## Begin Source
After reading the article on the history of internet art, it first made me a little surprised that internet art was first created by accident. However, I guess, it wasn’t a huge surprise because I could have guessed that it would have been an outcome of technological issues flickering creative minds. While reading the article, one rhetorical question came to mind. What would digital art look like now if there had not been a software glitch in 1995? Would digital art have been as expansive and interactive as it is today? I just thought it was interesting to see examples of what internet art looked like in the beginning and what they were used for. As we live in a very technologically advanced world, “internet” art definitely stretches out and embraces a larger category of art, but thinking that this could all be different if the net.art never formed or never became popular intrigued my thought. I feel like, on one hand, that net.art would have been popular anyways because there are topics in the world, especially back then without an open, easy-to-access communicative pool, that artists would have wanted to discuss and express that can be seen easily by a bigger audience. Back then or now, there were continuous disputes and debates on certain digital arts, and this can be a reason for why more people want to open websites that visually communicate the things they believe. I don’t exactly know what the computer science majors argue or are angry about, but whatever that is, I personally think positively about the glitch that created this evolution of digital, website art. While starting our last project of website adventure, I have opened my eyes on a fun, new property of art.



Hard to imagine art on these computers.
## End Source
## Begin Records supplied
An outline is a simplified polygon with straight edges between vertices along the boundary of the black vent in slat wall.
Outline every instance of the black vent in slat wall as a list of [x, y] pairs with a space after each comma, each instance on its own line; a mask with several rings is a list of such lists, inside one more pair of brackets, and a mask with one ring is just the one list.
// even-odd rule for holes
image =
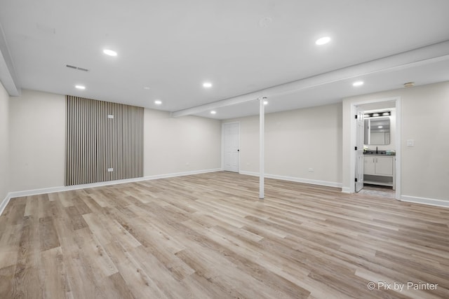
[[143, 108], [66, 101], [66, 186], [143, 176]]

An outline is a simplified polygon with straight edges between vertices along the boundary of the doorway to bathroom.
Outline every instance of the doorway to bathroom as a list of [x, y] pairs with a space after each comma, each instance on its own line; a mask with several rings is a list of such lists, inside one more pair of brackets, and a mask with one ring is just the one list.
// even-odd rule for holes
[[400, 198], [400, 98], [354, 103], [352, 192]]

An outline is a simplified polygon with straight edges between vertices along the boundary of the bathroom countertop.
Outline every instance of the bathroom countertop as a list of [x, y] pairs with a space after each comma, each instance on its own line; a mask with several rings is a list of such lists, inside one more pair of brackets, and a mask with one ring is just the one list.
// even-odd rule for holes
[[386, 153], [363, 153], [363, 155], [386, 155], [386, 156], [390, 156], [390, 155], [396, 155], [396, 153], [391, 153], [391, 154], [386, 154]]

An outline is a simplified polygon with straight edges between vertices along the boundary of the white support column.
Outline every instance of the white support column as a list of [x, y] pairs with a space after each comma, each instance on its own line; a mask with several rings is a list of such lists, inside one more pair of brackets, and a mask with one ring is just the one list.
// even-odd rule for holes
[[260, 111], [259, 113], [259, 120], [260, 120], [260, 128], [259, 128], [259, 198], [263, 200], [264, 197], [264, 137], [265, 135], [265, 105], [264, 104], [264, 102], [266, 97], [261, 97], [260, 99]]

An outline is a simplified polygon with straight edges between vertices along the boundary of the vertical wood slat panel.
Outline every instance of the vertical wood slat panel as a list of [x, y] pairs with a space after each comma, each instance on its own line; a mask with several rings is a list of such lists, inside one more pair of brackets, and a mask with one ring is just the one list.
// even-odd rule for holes
[[69, 95], [66, 104], [66, 186], [143, 176], [143, 108]]

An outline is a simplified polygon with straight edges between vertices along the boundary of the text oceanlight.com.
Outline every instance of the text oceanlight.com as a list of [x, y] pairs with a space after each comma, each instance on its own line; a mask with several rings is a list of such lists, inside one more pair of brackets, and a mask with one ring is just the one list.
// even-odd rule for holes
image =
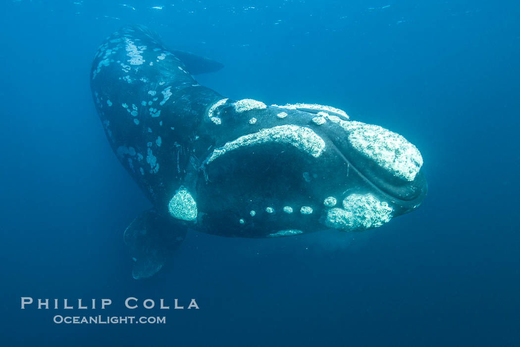
[[[105, 310], [111, 305], [112, 301], [110, 299], [78, 299], [69, 300], [67, 299], [36, 299], [30, 297], [20, 298], [20, 308], [22, 310]], [[120, 303], [121, 309], [134, 310], [144, 308], [146, 310], [199, 310], [199, 305], [194, 299], [180, 301], [175, 299], [171, 306], [161, 299], [154, 300], [147, 299], [140, 300], [137, 298], [129, 297]], [[72, 312], [71, 312], [72, 313]], [[166, 317], [163, 316], [109, 316], [106, 315], [74, 315], [55, 314], [53, 321], [57, 324], [164, 324]]]
[[125, 316], [117, 317], [110, 316], [90, 316], [82, 317], [75, 316], [63, 317], [60, 315], [54, 316], [53, 320], [55, 323], [61, 324], [164, 324], [166, 317], [139, 317]]

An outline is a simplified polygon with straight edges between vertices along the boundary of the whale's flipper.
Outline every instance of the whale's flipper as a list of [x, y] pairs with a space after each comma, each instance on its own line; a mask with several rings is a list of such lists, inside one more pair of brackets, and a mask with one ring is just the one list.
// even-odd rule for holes
[[192, 75], [218, 71], [224, 67], [224, 64], [209, 58], [201, 57], [191, 52], [171, 50], [173, 55], [184, 63], [188, 72]]
[[134, 260], [134, 278], [149, 277], [161, 269], [184, 239], [186, 230], [153, 209], [134, 220], [123, 236]]

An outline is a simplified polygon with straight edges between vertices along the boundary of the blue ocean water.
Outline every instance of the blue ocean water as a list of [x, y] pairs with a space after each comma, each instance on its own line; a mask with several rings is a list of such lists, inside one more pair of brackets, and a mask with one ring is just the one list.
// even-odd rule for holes
[[[520, 3], [3, 2], [0, 343], [15, 345], [520, 345]], [[156, 7], [156, 8], [154, 8]], [[222, 61], [196, 78], [234, 99], [305, 102], [404, 135], [428, 196], [361, 233], [190, 232], [136, 281], [122, 241], [150, 203], [117, 161], [89, 89], [123, 25]], [[163, 325], [56, 324], [20, 297], [163, 298]], [[58, 313], [57, 313], [57, 312]]]

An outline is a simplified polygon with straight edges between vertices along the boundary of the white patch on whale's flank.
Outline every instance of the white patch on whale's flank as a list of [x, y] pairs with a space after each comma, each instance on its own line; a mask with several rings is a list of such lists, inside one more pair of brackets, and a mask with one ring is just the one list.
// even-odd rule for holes
[[110, 121], [107, 119], [103, 121], [103, 125], [105, 126], [105, 128], [107, 131], [107, 134], [108, 135], [108, 137], [112, 137], [112, 130], [110, 130]]
[[197, 219], [197, 203], [185, 188], [181, 186], [170, 200], [168, 211], [174, 218], [184, 221]]
[[370, 194], [349, 195], [343, 200], [343, 209], [329, 210], [326, 225], [344, 231], [371, 229], [388, 223], [393, 211], [387, 202]]
[[343, 110], [340, 110], [332, 106], [327, 105], [318, 105], [317, 104], [287, 104], [283, 106], [272, 105], [271, 106], [279, 107], [280, 108], [287, 108], [288, 110], [298, 110], [305, 112], [310, 112], [316, 113], [316, 111], [322, 111], [329, 113], [334, 113], [339, 114], [345, 118], [348, 119], [348, 115], [346, 112]]
[[213, 116], [213, 113], [215, 110], [217, 109], [217, 108], [219, 106], [222, 106], [224, 104], [226, 104], [227, 100], [229, 100], [228, 98], [226, 98], [225, 99], [221, 99], [218, 101], [211, 105], [210, 109], [207, 111], [207, 117], [210, 118], [210, 119], [217, 125], [222, 123], [222, 120], [218, 117], [216, 117]]
[[135, 148], [132, 147], [127, 147], [126, 146], [120, 146], [115, 151], [118, 156], [121, 158], [125, 155], [134, 157], [137, 153]]
[[216, 148], [207, 160], [207, 163], [225, 153], [240, 148], [267, 143], [288, 144], [315, 158], [318, 158], [325, 149], [325, 142], [316, 133], [308, 127], [294, 124], [278, 125], [261, 129], [253, 134], [240, 136]]
[[284, 206], [283, 212], [285, 213], [292, 213], [292, 208], [290, 206]]
[[125, 64], [123, 64], [122, 62], [121, 63], [121, 67], [123, 68], [122, 69], [121, 69], [121, 70], [123, 70], [123, 72], [124, 72], [125, 73], [127, 73], [128, 72], [130, 72], [131, 68], [129, 66], [125, 65]]
[[323, 200], [323, 204], [327, 207], [334, 207], [337, 203], [337, 200], [334, 197], [329, 197], [326, 198]]
[[262, 101], [253, 100], [253, 99], [242, 99], [235, 101], [235, 110], [241, 113], [250, 110], [262, 109], [267, 107], [267, 105]]
[[135, 170], [134, 169], [134, 161], [132, 160], [131, 158], [128, 158], [128, 166], [130, 166], [130, 169], [134, 172], [135, 172]]
[[283, 236], [294, 236], [303, 234], [303, 232], [297, 229], [290, 229], [289, 230], [281, 230], [277, 233], [274, 233], [267, 235], [267, 237], [282, 237]]
[[159, 105], [161, 106], [164, 105], [164, 103], [168, 101], [168, 99], [170, 99], [170, 97], [172, 96], [173, 95], [172, 92], [171, 91], [172, 87], [166, 87], [166, 88], [161, 92], [161, 94], [163, 95], [164, 98], [163, 100], [159, 102]]
[[322, 124], [324, 124], [326, 122], [327, 120], [325, 119], [325, 117], [321, 115], [317, 115], [313, 118], [313, 123], [317, 125], [321, 125]]
[[157, 173], [157, 172], [159, 171], [159, 164], [157, 162], [157, 157], [153, 155], [152, 149], [150, 148], [152, 147], [152, 143], [149, 142], [146, 145], [148, 147], [148, 154], [146, 156], [146, 162], [150, 164], [150, 167], [151, 168], [151, 170], [150, 170], [150, 173]]
[[146, 46], [139, 46], [138, 47], [132, 40], [127, 37], [125, 37], [124, 40], [125, 43], [126, 44], [125, 49], [126, 52], [128, 52], [126, 55], [130, 57], [131, 58], [129, 60], [130, 65], [142, 65], [146, 60], [142, 58], [142, 56], [140, 55], [140, 54], [146, 49]]
[[411, 181], [423, 164], [417, 148], [399, 134], [379, 125], [342, 121], [352, 147], [394, 176]]

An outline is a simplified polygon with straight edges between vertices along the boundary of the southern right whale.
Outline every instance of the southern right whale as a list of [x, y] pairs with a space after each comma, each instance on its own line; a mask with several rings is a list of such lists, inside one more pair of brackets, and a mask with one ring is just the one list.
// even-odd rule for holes
[[158, 271], [188, 228], [278, 237], [381, 226], [427, 185], [402, 136], [315, 104], [233, 100], [192, 74], [222, 65], [166, 48], [140, 25], [99, 47], [92, 95], [118, 159], [153, 207], [126, 228], [135, 278]]

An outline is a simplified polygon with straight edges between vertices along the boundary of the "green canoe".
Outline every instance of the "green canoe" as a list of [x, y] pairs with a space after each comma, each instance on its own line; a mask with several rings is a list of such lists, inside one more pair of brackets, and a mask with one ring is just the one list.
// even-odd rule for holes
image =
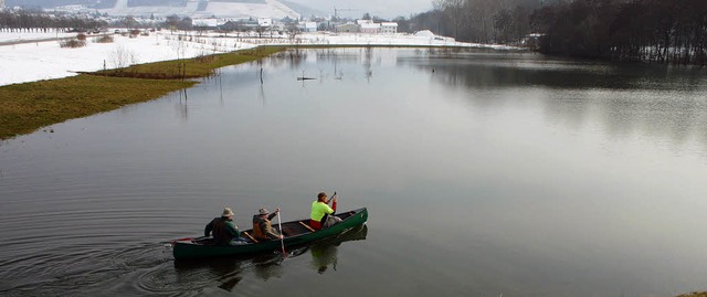
[[[340, 223], [315, 232], [312, 232], [308, 229], [309, 219], [282, 223], [282, 233], [285, 234], [285, 248], [327, 238], [359, 226], [368, 220], [368, 210], [362, 208], [355, 211], [339, 213], [336, 214], [336, 216], [341, 219]], [[274, 227], [277, 229], [277, 225]], [[244, 232], [253, 234], [252, 230], [246, 230]], [[281, 241], [256, 243], [249, 240], [247, 244], [242, 245], [213, 245], [212, 237], [182, 238], [175, 241], [172, 246], [172, 254], [176, 259], [247, 255], [279, 251], [282, 248]]]

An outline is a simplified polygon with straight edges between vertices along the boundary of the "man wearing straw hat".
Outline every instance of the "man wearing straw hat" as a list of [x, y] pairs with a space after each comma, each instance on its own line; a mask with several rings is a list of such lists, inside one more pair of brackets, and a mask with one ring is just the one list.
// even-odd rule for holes
[[239, 226], [233, 223], [233, 211], [224, 208], [220, 218], [214, 218], [203, 230], [203, 235], [209, 236], [213, 233], [213, 241], [217, 245], [239, 245], [245, 244], [247, 241], [241, 238]]
[[260, 209], [257, 214], [253, 215], [253, 237], [258, 241], [279, 240], [283, 235], [273, 229], [270, 220], [273, 220], [275, 215], [279, 213], [279, 209], [276, 209], [274, 213], [270, 213], [267, 209]]

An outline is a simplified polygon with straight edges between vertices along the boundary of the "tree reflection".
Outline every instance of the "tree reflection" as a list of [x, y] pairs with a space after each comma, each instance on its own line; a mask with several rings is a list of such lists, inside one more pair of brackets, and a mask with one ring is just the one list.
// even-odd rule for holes
[[249, 272], [252, 272], [255, 277], [262, 280], [279, 278], [287, 268], [286, 265], [283, 265], [283, 262], [302, 255], [312, 255], [309, 267], [319, 274], [324, 274], [329, 268], [336, 271], [338, 247], [341, 243], [363, 241], [367, 234], [368, 226], [361, 224], [338, 236], [288, 248], [288, 254], [285, 256], [279, 252], [274, 252], [256, 256], [176, 259], [175, 268], [179, 275], [179, 283], [201, 283], [204, 286], [217, 283], [215, 286], [219, 288], [233, 291]]

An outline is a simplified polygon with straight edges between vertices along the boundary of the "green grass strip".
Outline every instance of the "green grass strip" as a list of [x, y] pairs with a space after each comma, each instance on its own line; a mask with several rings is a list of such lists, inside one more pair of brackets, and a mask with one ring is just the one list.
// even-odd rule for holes
[[[255, 61], [284, 47], [263, 46], [226, 54], [140, 64], [77, 76], [0, 86], [0, 140], [73, 118], [162, 97], [207, 77], [213, 70]], [[177, 66], [181, 65], [181, 66]], [[173, 70], [181, 67], [179, 75]], [[186, 70], [186, 71], [183, 71]]]

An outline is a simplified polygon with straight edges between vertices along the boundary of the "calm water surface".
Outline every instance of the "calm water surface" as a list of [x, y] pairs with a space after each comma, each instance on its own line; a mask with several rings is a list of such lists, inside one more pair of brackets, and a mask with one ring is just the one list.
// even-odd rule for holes
[[[706, 74], [414, 49], [225, 67], [2, 142], [0, 295], [707, 290]], [[249, 229], [335, 190], [366, 227], [285, 259], [166, 245], [224, 205]]]

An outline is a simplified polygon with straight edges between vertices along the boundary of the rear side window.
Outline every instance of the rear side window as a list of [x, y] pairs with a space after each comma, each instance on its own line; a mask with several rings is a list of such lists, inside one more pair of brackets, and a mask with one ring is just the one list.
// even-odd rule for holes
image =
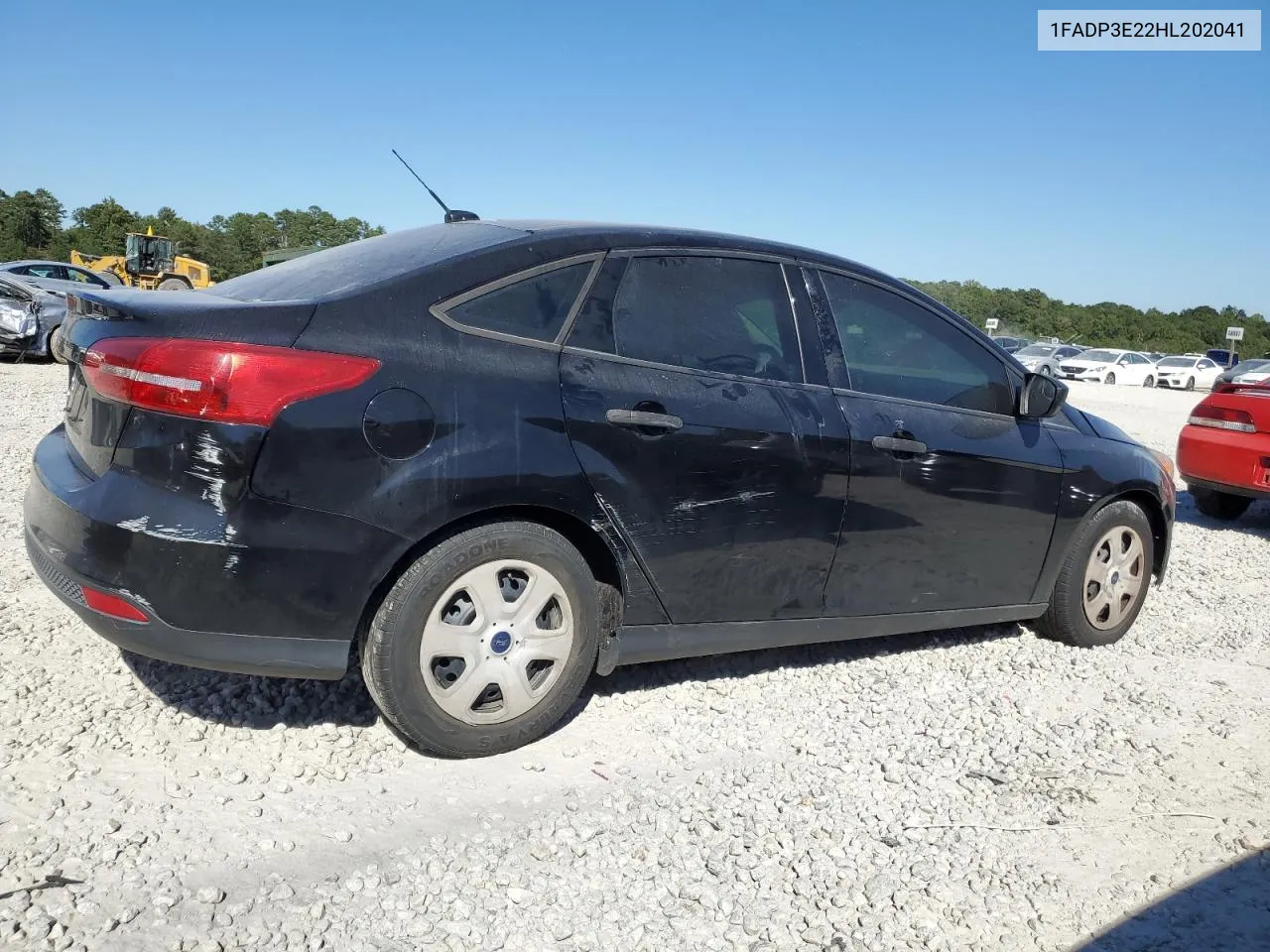
[[[438, 308], [455, 324], [531, 340], [554, 340], [594, 261], [585, 260], [502, 284]], [[466, 298], [466, 300], [465, 300]]]
[[803, 377], [789, 289], [775, 261], [634, 258], [612, 320], [621, 357], [759, 380]]
[[1005, 364], [906, 297], [822, 273], [852, 390], [963, 410], [1013, 413]]

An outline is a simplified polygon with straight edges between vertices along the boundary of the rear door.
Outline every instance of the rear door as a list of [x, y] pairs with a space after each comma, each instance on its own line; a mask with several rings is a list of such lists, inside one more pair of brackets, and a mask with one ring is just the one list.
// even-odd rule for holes
[[1030, 603], [1063, 477], [1045, 424], [1013, 415], [1021, 381], [917, 298], [847, 273], [808, 281], [833, 314], [831, 381], [852, 440], [826, 612]]
[[781, 261], [610, 255], [560, 380], [578, 459], [673, 622], [820, 614], [846, 428], [804, 382]]

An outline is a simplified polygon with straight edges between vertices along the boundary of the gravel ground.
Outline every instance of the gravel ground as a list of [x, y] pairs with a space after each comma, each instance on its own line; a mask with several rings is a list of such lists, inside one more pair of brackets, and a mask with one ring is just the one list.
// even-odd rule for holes
[[[1270, 947], [1270, 506], [1182, 494], [1110, 649], [1008, 626], [624, 669], [546, 740], [439, 762], [356, 674], [122, 658], [44, 590], [22, 495], [64, 381], [0, 364], [0, 944], [1057, 949], [1151, 906], [1093, 947]], [[1171, 453], [1196, 395], [1072, 399]]]

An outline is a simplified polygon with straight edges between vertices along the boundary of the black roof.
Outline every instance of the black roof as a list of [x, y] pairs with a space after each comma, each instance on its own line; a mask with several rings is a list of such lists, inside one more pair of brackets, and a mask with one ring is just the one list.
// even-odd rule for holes
[[[550, 220], [467, 221], [395, 231], [316, 251], [230, 278], [197, 292], [240, 301], [333, 300], [417, 274], [443, 261], [495, 248], [549, 240], [572, 254], [612, 248], [706, 248], [796, 258], [904, 287], [903, 282], [845, 258], [777, 241], [657, 225]], [[925, 296], [923, 296], [925, 297]]]

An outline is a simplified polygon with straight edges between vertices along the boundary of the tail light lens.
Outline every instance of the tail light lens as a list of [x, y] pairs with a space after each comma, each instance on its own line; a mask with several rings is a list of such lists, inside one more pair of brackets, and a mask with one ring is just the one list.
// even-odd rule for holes
[[283, 407], [370, 380], [368, 357], [221, 340], [112, 338], [84, 354], [108, 400], [217, 423], [268, 426]]
[[112, 618], [122, 618], [126, 622], [141, 622], [146, 625], [150, 621], [140, 608], [131, 602], [124, 602], [118, 595], [112, 595], [108, 592], [98, 592], [97, 589], [90, 589], [88, 585], [80, 585], [80, 590], [84, 593], [84, 604], [94, 612], [108, 614]]
[[1187, 420], [1194, 426], [1212, 426], [1217, 430], [1234, 430], [1236, 433], [1256, 433], [1257, 428], [1252, 423], [1252, 414], [1247, 410], [1229, 410], [1224, 406], [1205, 406], [1200, 404], [1191, 410]]

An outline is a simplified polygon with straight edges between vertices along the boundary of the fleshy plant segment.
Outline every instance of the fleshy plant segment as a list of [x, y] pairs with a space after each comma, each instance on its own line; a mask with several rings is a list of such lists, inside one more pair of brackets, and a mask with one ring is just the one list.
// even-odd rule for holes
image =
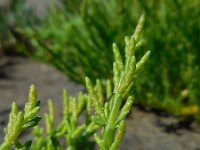
[[86, 78], [86, 86], [89, 97], [95, 109], [93, 120], [99, 125], [101, 135], [94, 134], [94, 139], [101, 150], [117, 150], [123, 140], [125, 133], [125, 121], [130, 112], [134, 97], [130, 94], [137, 72], [147, 61], [150, 51], [136, 62], [135, 52], [141, 45], [141, 31], [144, 24], [144, 16], [141, 16], [134, 34], [125, 37], [125, 60], [119, 52], [117, 45], [113, 44], [114, 63], [113, 63], [113, 85], [107, 82], [107, 101], [102, 100], [102, 93], [99, 81], [96, 82], [96, 90], [89, 78]]
[[15, 102], [12, 104], [9, 122], [5, 128], [4, 142], [0, 146], [0, 150], [9, 150], [11, 146], [17, 149], [28, 149], [31, 146], [31, 141], [21, 144], [18, 140], [20, 134], [38, 124], [41, 116], [38, 116], [40, 111], [40, 102], [37, 100], [37, 91], [34, 85], [30, 87], [28, 102], [25, 105], [24, 111], [20, 111]]
[[[143, 24], [144, 16], [141, 16], [134, 34], [125, 37], [125, 56], [121, 55], [117, 44], [113, 44], [112, 80], [97, 79], [93, 84], [86, 77], [88, 93], [80, 93], [77, 97], [63, 91], [63, 116], [57, 126], [52, 100], [48, 101], [49, 113], [44, 115], [45, 127], [36, 126], [41, 119], [37, 116], [40, 106], [35, 86], [31, 86], [24, 111], [19, 111], [16, 103], [12, 105], [5, 140], [0, 150], [10, 149], [11, 146], [38, 150], [62, 150], [67, 146], [67, 150], [89, 150], [94, 148], [95, 143], [100, 150], [117, 150], [124, 138], [125, 118], [134, 102], [132, 87], [137, 73], [150, 55], [150, 51], [147, 51], [139, 61], [135, 57], [135, 52], [143, 43]], [[34, 144], [32, 141], [19, 143], [19, 135], [32, 127], [35, 127]]]

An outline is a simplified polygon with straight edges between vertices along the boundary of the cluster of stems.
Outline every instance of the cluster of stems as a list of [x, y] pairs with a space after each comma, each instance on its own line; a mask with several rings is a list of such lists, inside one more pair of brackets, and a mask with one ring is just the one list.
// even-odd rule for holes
## End Records supplied
## Task requirements
Answer these questions from the post on internet art:
(a) According to the post, how was internet art first created?
(b) In what year was the software glitch that the writer mentions?
(c) What project was the writer starting in the class?
The listing has no role in this exercise.

## Exercise answer
(a) By accident.
(b) 1995.
(c) The last project, website adventure.